• **Data lines**
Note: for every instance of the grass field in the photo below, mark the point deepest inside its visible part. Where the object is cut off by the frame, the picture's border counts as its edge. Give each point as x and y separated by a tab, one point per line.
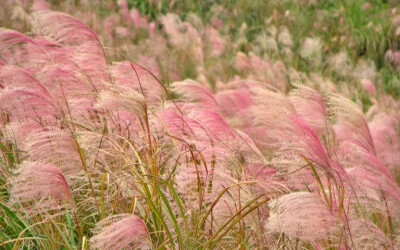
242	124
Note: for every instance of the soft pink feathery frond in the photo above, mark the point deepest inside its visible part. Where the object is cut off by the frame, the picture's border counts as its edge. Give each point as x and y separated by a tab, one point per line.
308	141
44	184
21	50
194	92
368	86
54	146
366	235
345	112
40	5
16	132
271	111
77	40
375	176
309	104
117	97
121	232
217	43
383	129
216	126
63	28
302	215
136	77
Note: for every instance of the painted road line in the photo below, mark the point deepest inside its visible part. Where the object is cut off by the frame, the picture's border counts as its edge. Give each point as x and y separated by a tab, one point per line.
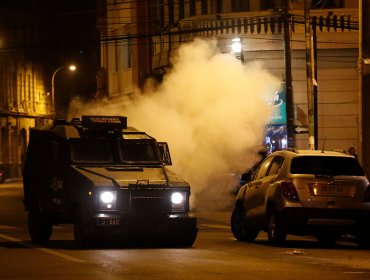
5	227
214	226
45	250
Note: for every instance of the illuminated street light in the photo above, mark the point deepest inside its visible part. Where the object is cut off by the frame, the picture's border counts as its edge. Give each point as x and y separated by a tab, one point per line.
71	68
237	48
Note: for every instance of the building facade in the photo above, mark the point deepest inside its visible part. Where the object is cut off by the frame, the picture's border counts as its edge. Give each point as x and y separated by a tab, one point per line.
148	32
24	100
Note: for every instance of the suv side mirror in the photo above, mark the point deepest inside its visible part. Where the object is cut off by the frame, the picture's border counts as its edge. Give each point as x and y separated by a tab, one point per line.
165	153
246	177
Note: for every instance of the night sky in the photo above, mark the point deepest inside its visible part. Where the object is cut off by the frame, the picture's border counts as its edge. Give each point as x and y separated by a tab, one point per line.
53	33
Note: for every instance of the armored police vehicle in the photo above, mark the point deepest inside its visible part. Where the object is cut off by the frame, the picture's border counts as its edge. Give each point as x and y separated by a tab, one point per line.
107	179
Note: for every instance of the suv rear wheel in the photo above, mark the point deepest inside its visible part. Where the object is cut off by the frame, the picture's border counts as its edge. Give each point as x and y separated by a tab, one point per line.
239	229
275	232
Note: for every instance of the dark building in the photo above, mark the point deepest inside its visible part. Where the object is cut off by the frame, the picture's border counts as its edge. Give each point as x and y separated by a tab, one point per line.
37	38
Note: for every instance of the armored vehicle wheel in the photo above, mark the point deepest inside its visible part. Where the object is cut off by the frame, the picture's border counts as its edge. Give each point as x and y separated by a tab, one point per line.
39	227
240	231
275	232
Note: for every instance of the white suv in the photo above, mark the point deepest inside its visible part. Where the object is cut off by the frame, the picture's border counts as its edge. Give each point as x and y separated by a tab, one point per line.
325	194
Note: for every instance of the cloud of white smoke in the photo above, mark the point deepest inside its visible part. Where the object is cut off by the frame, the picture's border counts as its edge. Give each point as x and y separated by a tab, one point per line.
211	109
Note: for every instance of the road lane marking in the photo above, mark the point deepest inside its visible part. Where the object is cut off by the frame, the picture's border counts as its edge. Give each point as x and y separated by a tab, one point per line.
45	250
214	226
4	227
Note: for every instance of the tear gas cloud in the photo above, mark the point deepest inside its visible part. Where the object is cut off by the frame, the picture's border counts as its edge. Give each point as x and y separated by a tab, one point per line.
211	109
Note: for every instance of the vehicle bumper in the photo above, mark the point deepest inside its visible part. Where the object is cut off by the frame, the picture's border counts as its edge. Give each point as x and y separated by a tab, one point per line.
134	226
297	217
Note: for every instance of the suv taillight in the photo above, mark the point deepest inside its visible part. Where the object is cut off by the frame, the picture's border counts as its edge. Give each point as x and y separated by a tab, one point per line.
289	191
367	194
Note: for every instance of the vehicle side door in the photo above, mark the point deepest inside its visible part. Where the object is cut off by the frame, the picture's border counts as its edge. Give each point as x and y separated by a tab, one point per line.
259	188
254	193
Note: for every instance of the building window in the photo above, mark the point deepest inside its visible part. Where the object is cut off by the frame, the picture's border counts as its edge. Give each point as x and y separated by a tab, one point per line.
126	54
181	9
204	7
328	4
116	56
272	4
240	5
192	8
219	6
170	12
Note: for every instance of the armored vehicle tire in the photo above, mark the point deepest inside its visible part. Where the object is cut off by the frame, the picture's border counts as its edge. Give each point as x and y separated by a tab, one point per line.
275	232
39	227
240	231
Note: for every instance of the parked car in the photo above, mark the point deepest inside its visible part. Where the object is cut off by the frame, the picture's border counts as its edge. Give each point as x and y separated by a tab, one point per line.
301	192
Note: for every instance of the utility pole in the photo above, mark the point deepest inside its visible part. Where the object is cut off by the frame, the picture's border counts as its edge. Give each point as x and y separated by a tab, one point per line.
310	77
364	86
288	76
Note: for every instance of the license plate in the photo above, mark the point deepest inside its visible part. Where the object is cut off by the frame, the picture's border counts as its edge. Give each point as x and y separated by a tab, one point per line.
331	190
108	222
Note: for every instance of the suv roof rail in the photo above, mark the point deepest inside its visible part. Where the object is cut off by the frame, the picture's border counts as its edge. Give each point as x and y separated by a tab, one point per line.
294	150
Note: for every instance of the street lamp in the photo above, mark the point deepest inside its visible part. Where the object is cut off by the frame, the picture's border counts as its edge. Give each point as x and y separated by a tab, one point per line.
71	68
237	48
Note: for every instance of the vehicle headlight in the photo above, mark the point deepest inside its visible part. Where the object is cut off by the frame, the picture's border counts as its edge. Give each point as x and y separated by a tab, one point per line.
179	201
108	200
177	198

• **Task instructions**
Go through the material above and print all of it exactly, except the pictures.

• **Exercise response**
Note: for every instance of the grass field in the photo below, mark the point deepest inside its visible part. Where the object is cut off by the frame, the picture's border counts as its edge. Give each point as x and y separated by a tab, one point per line.
242	124
Note: for every instance of the soft pink feathery frond in the photo above, mark the point deepest inside its visible part. Where the object is cut off by the frame, the picture's border counts as its edge. Give each point as x and y separated by a tab, one point per line.
308	141
44	184
21	50
194	92
368	86
54	146
366	235
345	112
40	5
16	132
271	111
77	40
375	176
309	104
117	97
121	232
217	43
383	129
216	126
63	28
302	215
136	77
Note: for every instance of the painted road line in the photo below, mark the point deepest inside its visible part. Where the object is cut off by the frame, the picture's border counts as its edge. Give each point as x and y separated by a tab, one point per line.
5	227
214	226
45	250
Note: for every instance of the illuminated street light in the photo above, mark the point deepest inside its visible part. Where the object is cut off by the frame, the picture's border counts as its edge. Give each point as x and y separated by a tab, one point per line.
71	68
237	48
Note: for every instance of the building facade in the photo above, mark the point deepest inside its visible part. Where the object is cut off by the frame, the picture's border counts as its edge. Give each point as x and y separated by a tab, one point per line.
148	32
24	100
Note: for every instance of the suv side mirror in the photo above, mark the point deepest inside its visible part. Where the object is cut off by the frame, the picture's border counts as its edge. Give each point as x and y separated by a tab, one point per line.
165	153
246	177
Note: for every instance of the night sky in the photo above, mark the point deepest inside its visible part. Where the object is cut off by the frame, the picture's border counts as its edge. Give each point as x and y separated by a tab, one point per line.
53	33
Note: for every instance of the armored police vehicle in the photo above, mark the point deepest inside its visible part. Where the object is cut off by the frame, the picture's border counts as its edge. Give each point as x and y separated by a tab, one point per line.
107	179
Note: for every instance of the suv rear wheel in the photo above, mark the point deepest inside its visible part. Where the object is cut off by the frame, the picture's border counts as its edge. Give each point as x and y separated by a tab, one point per line.
239	229
275	232
Note: for every instance of the dark building in the photo above, mark the point deepest inside its visible part. Where the object is cut off by the frame, the picture's border counts as its edge. Give each point as x and y separated by a tab, one point per line.
37	38
Note: for every instance of the armored vehicle wheel in the photo above, mark the point deepest inside its visible part. Where the object is cut off by the frame, the picture's border counts as its edge. Give each point as x and y separated by a tab, one point per line.
39	227
240	231
275	232
Note: for every instance of the white suv in the photo above, mark the point deepest inside its visible part. Where the object is cut off by the frame, the picture's border counts as its edge. Give each point as x and y separated by a tab, one point per line.
325	194
Note: for every instance of the cloud of white smoke in the photo above, mark the point deepest inside its visible part. Where the object is cut off by the frame, the picture's border counts as its edge. Give each point as x and y separated by a tab, one point per line.
211	109
Note: for every instance of the road lane marking in the photo above, mark the point deepest inside its visible part. Where the object is cut off by the frame, the picture's border counts as its edge. Give each point as x and y separated by a tab, one point per line.
45	250
214	226
4	227
Note: for every instance of the tear gas cloud in the photo above, mark the point deepest inside its visible part. Where the object is cut off by the frame, the picture's border counts as its edge. Give each point as x and y separated by a tab, one point per line.
211	109
Note: for every instance of the vehicle bumper in the photo above, mark the point deepest inside its visible part. Where the object is cut off by the frame, the picture's border counts as its edge. Give each point as x and y separated by a tab, one point per line.
134	226
297	217
Note: for every instance of the suv taillight in the photo above, mark the point deepest inside its visible part. Where the object is cut off by the frame, the picture's border counts as its edge. Give each point as x and y separated by a tab, one point per line.
289	191
367	194
Note: for every instance of the vehicle side door in the photo above, mark the point deepest inside its visible part. Where the object is cut off by the frame, the picture's border counts as its edge. Give each point as x and y separated by a tab, one point per line.
259	188
254	193
Note: for every instance of the building window in the photo above, mark the point deepest inside its visible part. Where the object is cut off by the frame, the picture's border counts as its edge. Give each point as x and y separated by a tab, one point per line.
126	54
181	9
204	7
328	4
116	56
272	4
240	5
192	8
219	6
170	12
Note: for every instance of the armored vehicle tire in the photo above, mark the point deepest inside its visible part. Where the object is cut off by the frame, the picture's border counts as its edge. Give each point as x and y separated by a tab, one point per line.
275	232
39	227
240	231
Note: for every instance of the parked car in the photo above, mark the point deepest inside its visible part. Where the object is cut off by the frame, the picture's border counts as its edge. Give each point as x and y separated by a tab, one point per line.
301	192
Note: for every instance of the utility pole in the photo above, mark the point deepest inside its visible part. Where the object is cut off by the frame, the picture's border counts as its edge. Give each point as x and y separated by a tab, one point per line.
310	77
364	86
288	76
Note: for every instance of the license plate in the photo above, mark the point deepest inside its visible part. Where the object is cut off by the frame, the picture's border counts as its edge. Give each point as x and y separated by a tab, one point per line.
331	190
108	222
Note: for every instance of the suv roof rail in the photo above, mark the point deepest inside its visible part. Where the object is cut off by the frame, the picture's border counts as its edge. Give each point as x and y separated by a tab, one point per line.
294	150
Note: for every instance of the street lamp in the photo above, mark the point deepest inside its visible part. Where the object is cut off by the frame, the picture's border counts as its edge. Give each point as x and y separated by a tab, one point per line.
71	68
237	48
Note: for every instance of the vehicle headlight in the photo above, mark the point deepest inside its visible part. Where the object is cut off by the frame, the picture's border counts as its edge. Give each point as x and y separated by a tab, one point per line.
179	201
108	200
177	198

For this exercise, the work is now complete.